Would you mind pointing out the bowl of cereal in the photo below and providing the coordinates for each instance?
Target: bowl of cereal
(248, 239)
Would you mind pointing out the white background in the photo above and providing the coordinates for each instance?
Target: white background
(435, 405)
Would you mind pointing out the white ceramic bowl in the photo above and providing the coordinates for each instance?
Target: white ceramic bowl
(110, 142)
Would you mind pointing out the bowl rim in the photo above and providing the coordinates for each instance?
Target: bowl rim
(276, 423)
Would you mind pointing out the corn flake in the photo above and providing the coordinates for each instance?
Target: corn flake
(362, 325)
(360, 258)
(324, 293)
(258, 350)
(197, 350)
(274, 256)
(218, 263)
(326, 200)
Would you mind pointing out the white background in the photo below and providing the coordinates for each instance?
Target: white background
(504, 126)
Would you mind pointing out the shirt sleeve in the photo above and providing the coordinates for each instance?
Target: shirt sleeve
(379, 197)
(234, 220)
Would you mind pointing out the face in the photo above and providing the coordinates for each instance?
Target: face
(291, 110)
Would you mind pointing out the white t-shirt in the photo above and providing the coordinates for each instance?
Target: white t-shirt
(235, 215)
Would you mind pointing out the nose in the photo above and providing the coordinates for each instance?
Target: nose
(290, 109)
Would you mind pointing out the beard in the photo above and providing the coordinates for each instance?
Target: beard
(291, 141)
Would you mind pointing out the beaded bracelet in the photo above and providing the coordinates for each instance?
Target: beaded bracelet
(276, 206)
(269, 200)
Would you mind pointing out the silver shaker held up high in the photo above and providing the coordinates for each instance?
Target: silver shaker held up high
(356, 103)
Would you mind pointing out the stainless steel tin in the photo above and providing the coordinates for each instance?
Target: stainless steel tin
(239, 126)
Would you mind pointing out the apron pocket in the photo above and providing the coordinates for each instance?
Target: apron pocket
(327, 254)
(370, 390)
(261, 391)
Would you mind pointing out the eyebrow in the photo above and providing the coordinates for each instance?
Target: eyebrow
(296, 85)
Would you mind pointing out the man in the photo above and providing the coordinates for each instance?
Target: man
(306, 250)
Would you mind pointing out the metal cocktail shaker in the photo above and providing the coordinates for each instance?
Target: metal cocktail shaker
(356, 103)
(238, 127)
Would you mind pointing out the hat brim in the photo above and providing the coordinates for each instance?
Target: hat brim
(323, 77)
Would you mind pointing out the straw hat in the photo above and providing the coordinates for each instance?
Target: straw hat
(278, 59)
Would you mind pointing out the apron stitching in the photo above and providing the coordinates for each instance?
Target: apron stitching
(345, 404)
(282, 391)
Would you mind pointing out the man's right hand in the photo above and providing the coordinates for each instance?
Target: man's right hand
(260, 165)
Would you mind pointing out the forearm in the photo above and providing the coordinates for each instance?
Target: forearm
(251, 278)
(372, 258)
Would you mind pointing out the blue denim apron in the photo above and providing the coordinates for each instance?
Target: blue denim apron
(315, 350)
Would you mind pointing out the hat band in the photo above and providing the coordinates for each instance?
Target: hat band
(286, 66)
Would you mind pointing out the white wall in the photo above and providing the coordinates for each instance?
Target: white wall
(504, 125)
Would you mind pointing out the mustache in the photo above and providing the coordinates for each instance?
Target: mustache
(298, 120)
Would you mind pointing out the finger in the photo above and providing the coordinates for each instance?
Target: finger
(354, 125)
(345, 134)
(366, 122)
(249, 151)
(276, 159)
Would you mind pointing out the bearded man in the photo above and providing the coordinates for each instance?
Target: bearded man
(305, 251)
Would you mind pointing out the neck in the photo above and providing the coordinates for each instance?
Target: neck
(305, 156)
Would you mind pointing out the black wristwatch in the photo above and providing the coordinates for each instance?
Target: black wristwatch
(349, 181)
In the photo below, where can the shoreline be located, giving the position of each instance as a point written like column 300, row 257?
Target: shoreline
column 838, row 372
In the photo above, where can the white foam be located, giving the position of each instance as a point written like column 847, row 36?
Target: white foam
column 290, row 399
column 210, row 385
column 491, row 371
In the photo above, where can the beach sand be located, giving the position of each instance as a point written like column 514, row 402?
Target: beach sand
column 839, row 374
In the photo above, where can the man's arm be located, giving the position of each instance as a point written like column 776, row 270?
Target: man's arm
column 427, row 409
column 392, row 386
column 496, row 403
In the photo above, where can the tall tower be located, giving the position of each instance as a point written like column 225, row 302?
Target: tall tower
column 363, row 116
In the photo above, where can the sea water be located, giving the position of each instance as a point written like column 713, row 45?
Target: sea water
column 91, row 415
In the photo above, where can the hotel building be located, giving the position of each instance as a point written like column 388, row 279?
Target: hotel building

- - -

Work to complete ->
Show every line in the entries where the string "position" occurs.

Answer space ->
In the photo below, where can the shoreline be located, giving the position of each instance as a point written like column 300, row 257?
In the photo above, where can the white foam be located, giving the position of each instance as a point written like column 847, row 36?
In the photo above, where can the beach sand be located, giving the position of each instance as a point written like column 514, row 402?
In the photo above, where can the man's arm be located, giving the position of each instance as a point written like column 776, row 270?
In the photo above, where can the tall tower be located, giving the position of each instance as a point written like column 225, row 302?
In the photo above, where can the sea water be located, giving the position of each instance as a point written like column 713, row 45?
In the photo above, where can the hotel building be located, giving the position of each instance as a point written like column 388, row 279?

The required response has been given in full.